Picture shape labeling data:
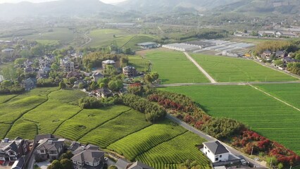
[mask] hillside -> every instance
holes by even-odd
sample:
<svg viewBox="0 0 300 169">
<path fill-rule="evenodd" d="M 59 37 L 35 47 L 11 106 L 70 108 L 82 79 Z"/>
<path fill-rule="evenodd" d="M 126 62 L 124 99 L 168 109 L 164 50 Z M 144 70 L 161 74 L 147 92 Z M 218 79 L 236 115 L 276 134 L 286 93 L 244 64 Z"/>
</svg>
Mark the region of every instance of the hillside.
<svg viewBox="0 0 300 169">
<path fill-rule="evenodd" d="M 215 10 L 256 14 L 296 14 L 300 13 L 299 6 L 299 0 L 242 0 Z"/>
<path fill-rule="evenodd" d="M 87 15 L 99 13 L 113 12 L 118 8 L 98 0 L 60 0 L 57 1 L 33 4 L 0 4 L 0 19 L 35 16 L 74 16 Z"/>
<path fill-rule="evenodd" d="M 217 6 L 224 6 L 239 0 L 161 0 L 149 3 L 147 0 L 127 0 L 118 4 L 127 10 L 135 10 L 146 13 L 163 12 L 169 10 L 177 11 L 179 8 L 189 9 L 192 11 L 206 11 Z"/>
</svg>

## Written request
Could you edit the data above so that every "hillside" becomes "mountain slope", with everything else left unchanged and the pictures left out of your answer?

## Expected answer
[mask] mountain slope -> every instance
holes by even-odd
sample:
<svg viewBox="0 0 300 169">
<path fill-rule="evenodd" d="M 59 37 L 35 47 L 11 106 L 70 108 L 82 79 Z"/>
<path fill-rule="evenodd" d="M 126 62 L 124 99 L 168 109 L 164 50 Z M 144 70 L 161 74 L 147 92 Z M 218 79 L 236 115 L 276 134 L 286 93 L 244 64 Z"/>
</svg>
Mark the region of every instance of the mountain slope.
<svg viewBox="0 0 300 169">
<path fill-rule="evenodd" d="M 215 10 L 256 14 L 296 14 L 300 13 L 299 6 L 299 0 L 242 0 Z"/>
<path fill-rule="evenodd" d="M 87 15 L 99 13 L 113 12 L 118 8 L 98 0 L 60 0 L 57 1 L 33 4 L 0 4 L 0 19 L 35 16 L 74 16 Z"/>
<path fill-rule="evenodd" d="M 217 6 L 224 6 L 239 0 L 161 0 L 149 3 L 147 0 L 127 0 L 118 4 L 127 10 L 135 10 L 146 13 L 163 12 L 169 10 L 177 11 L 179 8 L 189 9 L 192 11 L 206 11 Z"/>
</svg>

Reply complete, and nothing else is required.